**Your objective:** Select every line below containing the word "that".

**Given information:**
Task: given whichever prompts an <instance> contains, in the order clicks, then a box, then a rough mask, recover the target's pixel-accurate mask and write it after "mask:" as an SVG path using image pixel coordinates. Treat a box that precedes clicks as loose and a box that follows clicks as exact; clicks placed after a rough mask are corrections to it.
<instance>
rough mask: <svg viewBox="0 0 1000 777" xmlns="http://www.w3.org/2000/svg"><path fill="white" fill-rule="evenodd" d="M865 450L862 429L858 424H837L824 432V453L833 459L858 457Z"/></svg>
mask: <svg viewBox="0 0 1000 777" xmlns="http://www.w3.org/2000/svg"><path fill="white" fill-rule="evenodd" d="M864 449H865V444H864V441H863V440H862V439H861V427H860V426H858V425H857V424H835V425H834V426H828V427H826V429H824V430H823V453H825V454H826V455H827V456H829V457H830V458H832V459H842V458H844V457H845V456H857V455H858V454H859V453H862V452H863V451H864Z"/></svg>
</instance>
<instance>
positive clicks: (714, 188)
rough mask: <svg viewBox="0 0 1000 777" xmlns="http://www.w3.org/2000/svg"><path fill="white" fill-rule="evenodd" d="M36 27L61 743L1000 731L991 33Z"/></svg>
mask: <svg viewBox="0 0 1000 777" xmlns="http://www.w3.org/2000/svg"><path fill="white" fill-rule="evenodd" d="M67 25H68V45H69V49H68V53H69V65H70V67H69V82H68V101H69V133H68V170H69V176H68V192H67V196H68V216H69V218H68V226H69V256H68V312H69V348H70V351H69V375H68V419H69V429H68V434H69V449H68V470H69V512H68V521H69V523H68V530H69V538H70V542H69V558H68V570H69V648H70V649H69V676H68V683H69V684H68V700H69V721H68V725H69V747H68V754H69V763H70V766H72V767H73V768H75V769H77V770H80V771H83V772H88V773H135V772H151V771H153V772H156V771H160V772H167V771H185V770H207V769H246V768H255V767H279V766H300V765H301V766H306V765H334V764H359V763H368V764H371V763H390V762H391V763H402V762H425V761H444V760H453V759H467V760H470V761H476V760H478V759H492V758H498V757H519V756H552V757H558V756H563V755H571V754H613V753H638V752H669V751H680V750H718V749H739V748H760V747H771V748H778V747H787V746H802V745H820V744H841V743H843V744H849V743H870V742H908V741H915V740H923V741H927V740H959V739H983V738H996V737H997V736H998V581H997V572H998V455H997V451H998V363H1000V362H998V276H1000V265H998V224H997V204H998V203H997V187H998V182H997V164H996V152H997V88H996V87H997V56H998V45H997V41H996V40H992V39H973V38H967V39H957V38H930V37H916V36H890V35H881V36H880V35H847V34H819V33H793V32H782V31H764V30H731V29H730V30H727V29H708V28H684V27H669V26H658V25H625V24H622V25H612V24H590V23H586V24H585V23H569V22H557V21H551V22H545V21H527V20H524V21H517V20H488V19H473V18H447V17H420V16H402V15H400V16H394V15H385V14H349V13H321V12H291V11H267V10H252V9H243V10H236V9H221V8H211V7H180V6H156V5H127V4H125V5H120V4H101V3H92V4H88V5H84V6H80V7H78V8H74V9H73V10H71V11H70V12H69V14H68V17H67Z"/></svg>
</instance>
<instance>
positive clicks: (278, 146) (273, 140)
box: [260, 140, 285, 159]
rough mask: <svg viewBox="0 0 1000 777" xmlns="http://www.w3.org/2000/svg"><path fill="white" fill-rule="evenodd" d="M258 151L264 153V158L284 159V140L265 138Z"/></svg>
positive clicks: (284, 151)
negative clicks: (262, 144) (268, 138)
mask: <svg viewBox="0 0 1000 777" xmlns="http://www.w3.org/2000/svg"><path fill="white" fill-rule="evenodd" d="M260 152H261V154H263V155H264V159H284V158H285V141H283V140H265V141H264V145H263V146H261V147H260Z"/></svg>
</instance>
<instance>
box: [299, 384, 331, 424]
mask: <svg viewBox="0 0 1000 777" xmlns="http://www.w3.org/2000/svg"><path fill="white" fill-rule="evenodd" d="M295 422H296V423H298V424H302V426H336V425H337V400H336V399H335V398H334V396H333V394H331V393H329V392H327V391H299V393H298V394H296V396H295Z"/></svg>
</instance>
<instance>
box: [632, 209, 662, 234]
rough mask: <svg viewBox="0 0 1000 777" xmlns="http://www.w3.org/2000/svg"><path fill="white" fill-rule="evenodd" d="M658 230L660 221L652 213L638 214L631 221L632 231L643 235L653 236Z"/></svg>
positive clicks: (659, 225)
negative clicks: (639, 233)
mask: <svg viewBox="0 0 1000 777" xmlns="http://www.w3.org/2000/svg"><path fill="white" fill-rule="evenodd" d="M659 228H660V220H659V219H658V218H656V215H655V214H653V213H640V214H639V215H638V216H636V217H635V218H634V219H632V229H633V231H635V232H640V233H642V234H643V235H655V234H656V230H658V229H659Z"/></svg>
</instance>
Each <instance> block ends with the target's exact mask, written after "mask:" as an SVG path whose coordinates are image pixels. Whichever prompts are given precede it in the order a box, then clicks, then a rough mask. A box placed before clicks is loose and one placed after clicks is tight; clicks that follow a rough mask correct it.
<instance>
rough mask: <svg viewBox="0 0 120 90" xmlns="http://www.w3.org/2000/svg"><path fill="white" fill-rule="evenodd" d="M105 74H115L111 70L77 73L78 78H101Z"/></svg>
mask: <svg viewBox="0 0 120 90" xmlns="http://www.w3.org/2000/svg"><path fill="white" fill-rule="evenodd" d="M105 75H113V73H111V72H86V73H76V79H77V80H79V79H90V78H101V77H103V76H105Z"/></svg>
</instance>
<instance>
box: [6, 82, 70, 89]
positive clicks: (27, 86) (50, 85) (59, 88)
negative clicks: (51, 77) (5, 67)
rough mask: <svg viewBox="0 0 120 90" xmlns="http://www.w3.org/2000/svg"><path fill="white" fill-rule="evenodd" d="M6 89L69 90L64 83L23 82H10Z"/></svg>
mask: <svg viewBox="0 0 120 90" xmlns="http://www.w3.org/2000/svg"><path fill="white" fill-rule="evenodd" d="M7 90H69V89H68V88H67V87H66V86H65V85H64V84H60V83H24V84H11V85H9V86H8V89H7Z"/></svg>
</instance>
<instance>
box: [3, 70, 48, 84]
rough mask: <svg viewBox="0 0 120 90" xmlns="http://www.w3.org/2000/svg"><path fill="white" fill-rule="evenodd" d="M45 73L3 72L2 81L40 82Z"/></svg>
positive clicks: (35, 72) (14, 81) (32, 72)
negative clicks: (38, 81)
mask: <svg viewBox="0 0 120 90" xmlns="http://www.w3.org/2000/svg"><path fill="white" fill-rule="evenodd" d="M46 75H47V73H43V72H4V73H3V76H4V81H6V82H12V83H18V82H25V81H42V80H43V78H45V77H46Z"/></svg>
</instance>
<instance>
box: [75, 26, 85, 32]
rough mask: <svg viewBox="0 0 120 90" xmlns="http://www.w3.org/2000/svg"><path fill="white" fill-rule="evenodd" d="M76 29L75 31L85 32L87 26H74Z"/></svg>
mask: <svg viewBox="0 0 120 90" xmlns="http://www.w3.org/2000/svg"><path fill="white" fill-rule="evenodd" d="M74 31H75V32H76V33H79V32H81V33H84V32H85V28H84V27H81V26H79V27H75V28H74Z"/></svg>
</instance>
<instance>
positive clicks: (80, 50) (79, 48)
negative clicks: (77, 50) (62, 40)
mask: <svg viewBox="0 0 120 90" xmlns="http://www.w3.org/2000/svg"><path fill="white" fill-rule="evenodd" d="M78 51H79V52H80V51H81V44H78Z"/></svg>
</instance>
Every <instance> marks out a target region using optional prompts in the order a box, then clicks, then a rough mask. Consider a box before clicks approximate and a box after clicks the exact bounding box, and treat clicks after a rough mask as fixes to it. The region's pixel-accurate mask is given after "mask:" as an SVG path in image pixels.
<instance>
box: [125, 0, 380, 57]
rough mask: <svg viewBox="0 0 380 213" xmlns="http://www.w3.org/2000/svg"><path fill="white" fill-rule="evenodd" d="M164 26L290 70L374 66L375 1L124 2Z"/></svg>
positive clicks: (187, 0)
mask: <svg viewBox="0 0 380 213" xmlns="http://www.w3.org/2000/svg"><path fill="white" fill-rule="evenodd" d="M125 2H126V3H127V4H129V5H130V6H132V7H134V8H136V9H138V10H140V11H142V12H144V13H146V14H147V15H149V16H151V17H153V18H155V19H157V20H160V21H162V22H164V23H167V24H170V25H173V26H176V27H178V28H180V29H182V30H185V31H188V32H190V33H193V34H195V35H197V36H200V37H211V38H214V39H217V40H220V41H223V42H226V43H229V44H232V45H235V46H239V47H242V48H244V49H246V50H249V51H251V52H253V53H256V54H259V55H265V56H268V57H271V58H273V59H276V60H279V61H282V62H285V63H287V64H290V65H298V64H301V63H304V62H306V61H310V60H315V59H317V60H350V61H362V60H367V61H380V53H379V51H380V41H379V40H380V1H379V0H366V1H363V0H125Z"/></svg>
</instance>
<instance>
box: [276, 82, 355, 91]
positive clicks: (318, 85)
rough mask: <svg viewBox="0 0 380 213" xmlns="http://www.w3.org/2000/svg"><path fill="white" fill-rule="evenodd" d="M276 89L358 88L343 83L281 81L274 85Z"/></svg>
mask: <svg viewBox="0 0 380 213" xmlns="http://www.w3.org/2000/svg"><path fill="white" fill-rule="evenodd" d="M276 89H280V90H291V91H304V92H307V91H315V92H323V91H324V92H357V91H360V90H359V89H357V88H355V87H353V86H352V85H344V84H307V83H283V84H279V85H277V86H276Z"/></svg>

**Finished exercise:**
Task: given whichever prompts an <instance> contains, in the order clicks, then a box, then a rough mask, recover the target's pixel-accurate mask and write it after "mask:" as an SVG path using image pixel coordinates. Treat a box that precedes clicks as loose and a box that follows clicks as exact; clicks placed after a rough mask are corrections to it.
Each <instance> block ends with the target's exact mask, written after "mask:" as an SVG path whose coordinates are image pixels. Whichever prompts are given precede it in the order a box, then clicks, then a rough mask. A box placed before clicks is loose and one placed after clicks is tight; clicks that follow a rough mask correct it.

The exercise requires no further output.